───── RECORDS PROVIDED

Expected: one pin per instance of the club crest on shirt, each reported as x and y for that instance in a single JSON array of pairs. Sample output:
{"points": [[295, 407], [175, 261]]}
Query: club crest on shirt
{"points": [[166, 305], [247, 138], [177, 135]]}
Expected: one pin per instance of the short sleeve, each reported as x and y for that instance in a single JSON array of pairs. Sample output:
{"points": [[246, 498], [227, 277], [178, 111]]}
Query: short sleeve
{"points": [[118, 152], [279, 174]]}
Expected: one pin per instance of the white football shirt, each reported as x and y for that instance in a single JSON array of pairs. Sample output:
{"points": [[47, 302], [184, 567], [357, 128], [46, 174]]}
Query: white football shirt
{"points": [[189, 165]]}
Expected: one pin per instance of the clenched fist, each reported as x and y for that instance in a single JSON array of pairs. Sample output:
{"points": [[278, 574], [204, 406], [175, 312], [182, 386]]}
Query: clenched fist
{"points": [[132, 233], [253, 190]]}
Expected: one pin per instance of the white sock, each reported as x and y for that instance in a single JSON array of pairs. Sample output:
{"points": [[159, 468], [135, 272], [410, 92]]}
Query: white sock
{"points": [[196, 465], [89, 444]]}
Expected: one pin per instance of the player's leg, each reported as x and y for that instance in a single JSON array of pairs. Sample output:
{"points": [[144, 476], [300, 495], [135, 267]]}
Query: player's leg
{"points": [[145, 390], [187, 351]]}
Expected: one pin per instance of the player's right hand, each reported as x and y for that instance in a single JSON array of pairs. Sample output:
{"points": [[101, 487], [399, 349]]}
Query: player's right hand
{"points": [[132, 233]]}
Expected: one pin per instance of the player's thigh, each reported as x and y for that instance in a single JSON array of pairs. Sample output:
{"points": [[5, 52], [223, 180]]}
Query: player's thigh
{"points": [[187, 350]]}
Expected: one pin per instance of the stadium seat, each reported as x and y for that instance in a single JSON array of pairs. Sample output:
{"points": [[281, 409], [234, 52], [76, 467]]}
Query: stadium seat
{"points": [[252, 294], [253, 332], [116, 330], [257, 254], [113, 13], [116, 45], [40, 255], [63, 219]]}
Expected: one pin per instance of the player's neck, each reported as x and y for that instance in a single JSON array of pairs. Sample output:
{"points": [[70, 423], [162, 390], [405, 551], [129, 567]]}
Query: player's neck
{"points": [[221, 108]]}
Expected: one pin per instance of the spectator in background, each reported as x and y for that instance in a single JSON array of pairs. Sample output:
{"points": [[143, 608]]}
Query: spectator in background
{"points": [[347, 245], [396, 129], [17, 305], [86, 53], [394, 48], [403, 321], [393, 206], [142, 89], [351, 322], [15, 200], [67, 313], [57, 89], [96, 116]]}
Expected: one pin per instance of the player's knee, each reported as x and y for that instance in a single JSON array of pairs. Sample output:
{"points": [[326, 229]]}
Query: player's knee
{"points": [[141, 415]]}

──────────

# BRIEF:
Output every line of the listing above word for word, leaving nothing out and adding nothing.

# EXPECTED ANSWER:
Expected: one pin per instance of the club crest on shirt, each reported as x and y for that instance in a single JSON array of pairs. Sample output:
{"points": [[295, 407], [175, 261]]}
Query: club crest on shirt
{"points": [[166, 305], [247, 138], [177, 135]]}
Expected: one pin per instance of the short sleeve, each reported as x and y for that instance in a single JSON array of pairs. Sample output:
{"points": [[246, 498], [227, 277], [178, 111]]}
Query: short sleeve
{"points": [[118, 152], [279, 174]]}
Expected: one pin per instance of the white football shirt, each reported as x and y for that instance in a single JSON array of pairs. Sample output:
{"points": [[47, 302], [184, 567], [357, 128], [46, 174]]}
Query: white football shirt
{"points": [[189, 165]]}
Expected: one pin per instance of the clenched fist, each reported as x and y for that instance in a single JSON array of pairs. Sample output:
{"points": [[278, 574], [204, 406], [175, 312], [182, 386]]}
Query: clenched fist
{"points": [[132, 233], [253, 190]]}
Expected: one pin per instance of the white sock, each reported as x and y for that instance in a single JSON array of pairs. Sample output:
{"points": [[159, 468], [135, 272], [410, 92]]}
Query: white sock
{"points": [[196, 465], [89, 444]]}
Expected: one pin per instance of the player's leg, each reported as x and y for that instance in a single JSON array of pairs. Sample output:
{"points": [[144, 476], [300, 495], [135, 267]]}
Query: player's leg
{"points": [[145, 390], [187, 351]]}
Expected: one pin per instance of the player's right hand, each reported as x and y for that instance in a single JSON array of pairs. Sample output:
{"points": [[101, 487], [399, 349]]}
Query: player's right hand
{"points": [[132, 233]]}
Expected: one pin per instance of the player's thigh, each reported as x and y for that instance in a single JSON array of pairs. Sample output:
{"points": [[5, 52], [223, 180]]}
Query: player's thigh
{"points": [[187, 350]]}
Expected: one pin per instance of the stadium seat, each reported as x and y for that instance in a single JSON array of pairs. Sample output:
{"points": [[281, 409], [234, 52], [76, 467]]}
Query: stadium seat
{"points": [[252, 294], [253, 332], [116, 330], [257, 254], [113, 13], [116, 45], [40, 255], [63, 219]]}
Expected: one pin per instance of the player's neck, each reported as x and y for that instance in a single JSON array of pairs. Sample output:
{"points": [[70, 423], [162, 390], [405, 551], [129, 567]]}
Query: player's neck
{"points": [[221, 108]]}
Expected: one pin per instance of the spectator in background, each reported as x and y for that instance in a single JSON array of pairs. Sample output:
{"points": [[143, 608]]}
Query: spectator in background
{"points": [[347, 245], [396, 129], [17, 305], [86, 53], [394, 48], [403, 321], [393, 206], [142, 89], [351, 322], [15, 200], [67, 313], [57, 89], [96, 116]]}
Expected: one pin per instance of the player's knee, each reported as x and y for that instance in a single JSON array of pairs. Sample output:
{"points": [[326, 229]]}
Query: player's knee
{"points": [[141, 415]]}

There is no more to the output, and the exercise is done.